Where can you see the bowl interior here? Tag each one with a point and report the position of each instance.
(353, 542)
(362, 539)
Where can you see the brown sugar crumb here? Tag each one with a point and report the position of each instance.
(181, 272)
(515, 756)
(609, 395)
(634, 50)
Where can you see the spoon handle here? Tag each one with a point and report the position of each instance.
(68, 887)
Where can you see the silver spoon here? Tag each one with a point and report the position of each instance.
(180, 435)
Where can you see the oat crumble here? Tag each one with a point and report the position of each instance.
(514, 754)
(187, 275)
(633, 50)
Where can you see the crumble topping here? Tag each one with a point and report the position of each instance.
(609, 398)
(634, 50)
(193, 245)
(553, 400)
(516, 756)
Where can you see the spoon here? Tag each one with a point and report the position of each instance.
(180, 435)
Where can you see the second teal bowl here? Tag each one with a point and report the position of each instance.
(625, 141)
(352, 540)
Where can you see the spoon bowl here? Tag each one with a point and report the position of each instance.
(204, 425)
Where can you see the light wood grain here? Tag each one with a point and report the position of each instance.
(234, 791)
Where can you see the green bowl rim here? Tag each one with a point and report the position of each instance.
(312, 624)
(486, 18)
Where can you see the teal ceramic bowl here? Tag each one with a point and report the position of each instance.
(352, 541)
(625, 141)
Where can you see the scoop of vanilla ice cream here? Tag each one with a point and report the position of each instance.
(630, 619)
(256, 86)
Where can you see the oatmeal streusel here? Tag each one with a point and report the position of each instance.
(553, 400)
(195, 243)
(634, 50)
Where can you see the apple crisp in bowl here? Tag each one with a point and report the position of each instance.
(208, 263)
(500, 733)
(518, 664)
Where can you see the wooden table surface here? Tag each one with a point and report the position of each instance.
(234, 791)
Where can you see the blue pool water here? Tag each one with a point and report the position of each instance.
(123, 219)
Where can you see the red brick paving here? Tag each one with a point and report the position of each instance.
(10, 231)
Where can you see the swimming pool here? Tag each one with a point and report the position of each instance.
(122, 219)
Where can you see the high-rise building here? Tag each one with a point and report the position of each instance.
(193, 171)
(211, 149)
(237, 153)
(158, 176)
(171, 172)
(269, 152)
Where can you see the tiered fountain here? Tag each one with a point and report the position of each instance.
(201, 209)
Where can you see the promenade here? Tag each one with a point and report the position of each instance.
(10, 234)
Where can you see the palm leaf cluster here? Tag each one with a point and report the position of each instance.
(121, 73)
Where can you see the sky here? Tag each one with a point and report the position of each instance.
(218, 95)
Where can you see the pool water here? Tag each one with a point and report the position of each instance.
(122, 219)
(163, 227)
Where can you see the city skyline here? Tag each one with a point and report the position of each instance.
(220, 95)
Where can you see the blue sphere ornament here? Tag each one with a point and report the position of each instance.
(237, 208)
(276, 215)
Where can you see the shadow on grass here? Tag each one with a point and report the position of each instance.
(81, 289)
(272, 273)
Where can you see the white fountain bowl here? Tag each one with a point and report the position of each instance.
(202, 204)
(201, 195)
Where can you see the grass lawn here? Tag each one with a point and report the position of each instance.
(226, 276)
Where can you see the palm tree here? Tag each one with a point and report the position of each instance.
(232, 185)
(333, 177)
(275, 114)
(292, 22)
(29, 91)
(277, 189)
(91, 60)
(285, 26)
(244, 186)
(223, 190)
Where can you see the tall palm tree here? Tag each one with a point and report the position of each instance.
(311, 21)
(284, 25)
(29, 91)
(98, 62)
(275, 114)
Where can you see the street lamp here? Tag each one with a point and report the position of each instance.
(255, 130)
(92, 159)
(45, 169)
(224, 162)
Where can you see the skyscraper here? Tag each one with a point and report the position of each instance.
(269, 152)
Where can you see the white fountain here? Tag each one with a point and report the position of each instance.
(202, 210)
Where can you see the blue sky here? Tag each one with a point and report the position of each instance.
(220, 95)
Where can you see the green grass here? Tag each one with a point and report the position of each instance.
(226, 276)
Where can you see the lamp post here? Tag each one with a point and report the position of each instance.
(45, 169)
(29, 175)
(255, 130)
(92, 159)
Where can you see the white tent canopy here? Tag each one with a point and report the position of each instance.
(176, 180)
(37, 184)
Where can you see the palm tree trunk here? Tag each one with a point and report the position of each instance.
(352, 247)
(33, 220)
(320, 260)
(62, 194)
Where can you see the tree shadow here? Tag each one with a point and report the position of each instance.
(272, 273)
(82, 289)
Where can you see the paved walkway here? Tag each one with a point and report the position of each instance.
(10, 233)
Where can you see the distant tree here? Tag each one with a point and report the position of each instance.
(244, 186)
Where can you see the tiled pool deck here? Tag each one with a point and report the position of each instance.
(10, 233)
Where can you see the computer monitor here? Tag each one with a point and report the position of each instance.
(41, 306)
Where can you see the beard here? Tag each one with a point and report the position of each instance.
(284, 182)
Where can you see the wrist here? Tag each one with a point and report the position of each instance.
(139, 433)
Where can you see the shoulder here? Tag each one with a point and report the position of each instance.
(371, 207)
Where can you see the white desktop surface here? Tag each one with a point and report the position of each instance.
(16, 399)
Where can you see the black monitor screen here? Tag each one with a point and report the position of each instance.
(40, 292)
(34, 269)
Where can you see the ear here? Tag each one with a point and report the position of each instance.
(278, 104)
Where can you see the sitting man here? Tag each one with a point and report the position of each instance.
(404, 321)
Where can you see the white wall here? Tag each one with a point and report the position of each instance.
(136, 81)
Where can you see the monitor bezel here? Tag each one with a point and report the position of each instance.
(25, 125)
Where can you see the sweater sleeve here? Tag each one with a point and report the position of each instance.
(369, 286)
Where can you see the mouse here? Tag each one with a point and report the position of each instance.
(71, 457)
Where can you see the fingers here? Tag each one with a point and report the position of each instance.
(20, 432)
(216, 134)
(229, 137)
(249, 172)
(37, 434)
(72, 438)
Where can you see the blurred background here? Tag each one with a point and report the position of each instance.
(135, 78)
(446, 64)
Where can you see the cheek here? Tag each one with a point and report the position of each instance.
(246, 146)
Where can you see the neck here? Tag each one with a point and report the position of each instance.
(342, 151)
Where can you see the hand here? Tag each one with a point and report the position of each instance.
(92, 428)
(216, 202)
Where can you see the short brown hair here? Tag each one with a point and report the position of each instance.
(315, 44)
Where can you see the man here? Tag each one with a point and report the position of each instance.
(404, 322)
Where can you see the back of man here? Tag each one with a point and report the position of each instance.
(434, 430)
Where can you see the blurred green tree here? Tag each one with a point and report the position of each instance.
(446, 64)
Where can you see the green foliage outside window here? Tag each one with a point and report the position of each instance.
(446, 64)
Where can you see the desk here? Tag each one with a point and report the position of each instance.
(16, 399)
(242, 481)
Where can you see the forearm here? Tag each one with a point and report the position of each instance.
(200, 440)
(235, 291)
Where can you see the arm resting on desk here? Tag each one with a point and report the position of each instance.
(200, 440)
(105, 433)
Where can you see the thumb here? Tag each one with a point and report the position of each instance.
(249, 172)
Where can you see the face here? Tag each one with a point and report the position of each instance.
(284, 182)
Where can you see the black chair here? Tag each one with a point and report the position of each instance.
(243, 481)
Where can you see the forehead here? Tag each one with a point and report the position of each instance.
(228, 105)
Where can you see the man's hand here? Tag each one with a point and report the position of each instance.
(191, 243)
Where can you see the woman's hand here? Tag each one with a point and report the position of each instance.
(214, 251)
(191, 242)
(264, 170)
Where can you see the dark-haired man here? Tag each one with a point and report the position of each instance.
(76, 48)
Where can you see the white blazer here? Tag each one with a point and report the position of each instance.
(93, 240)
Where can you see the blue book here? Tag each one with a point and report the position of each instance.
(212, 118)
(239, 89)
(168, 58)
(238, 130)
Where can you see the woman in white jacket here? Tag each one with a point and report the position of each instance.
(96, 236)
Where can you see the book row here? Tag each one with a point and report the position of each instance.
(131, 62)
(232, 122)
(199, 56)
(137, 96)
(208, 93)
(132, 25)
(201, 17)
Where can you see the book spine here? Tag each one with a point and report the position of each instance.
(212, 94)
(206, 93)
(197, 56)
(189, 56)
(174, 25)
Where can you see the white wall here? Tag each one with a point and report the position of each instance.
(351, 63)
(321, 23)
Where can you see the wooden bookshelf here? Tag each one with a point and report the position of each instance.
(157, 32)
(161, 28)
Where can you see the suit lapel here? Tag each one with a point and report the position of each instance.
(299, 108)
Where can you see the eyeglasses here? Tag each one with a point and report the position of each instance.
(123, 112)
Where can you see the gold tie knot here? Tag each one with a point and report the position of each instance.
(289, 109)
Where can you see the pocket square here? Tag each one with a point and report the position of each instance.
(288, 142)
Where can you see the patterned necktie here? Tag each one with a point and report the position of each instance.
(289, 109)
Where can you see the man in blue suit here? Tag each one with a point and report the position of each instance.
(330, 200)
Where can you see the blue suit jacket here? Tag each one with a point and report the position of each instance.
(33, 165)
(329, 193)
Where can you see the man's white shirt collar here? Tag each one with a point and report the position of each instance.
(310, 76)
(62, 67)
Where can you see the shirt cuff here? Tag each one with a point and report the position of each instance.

----

▶ [What to work on] Copy out the data above without changes, from the line containing "Where can you see the wooden bookshelf" up to and including the last line of the data.

▶ [Exercise result]
Where can you see the wooden bookshelf here? Tag each one with a point and report the position of each instance.
(157, 32)
(161, 28)
Where can you see the suit lapel here? Tag each one with a point and report the position of each instance.
(299, 108)
Where can you see the eyeglasses here? Tag each one with a point and report the position of each instance.
(123, 112)
Where can you see the gold tie knot here? Tag each one with a point and report the position of each instance.
(289, 109)
Where can you see the pocket square here? Tag each one with a point and report the position of each instance.
(288, 142)
Where can you see the patterned necktie here? Tag each one with a point and report the position of each instance.
(289, 109)
Where can you see the man in blue suit here? Tag each one with a point and report the position of each instance.
(330, 200)
Where can you see the blue suit jacket here? Tag each one with a point and report the position of each instance.
(33, 165)
(329, 193)
Where can you see the man's white shirt collar here? Tag each one with a point and report the position of each instance.
(310, 76)
(62, 67)
Where can you see the shirt cuff here? Tag each one with a point and report the position of each instance.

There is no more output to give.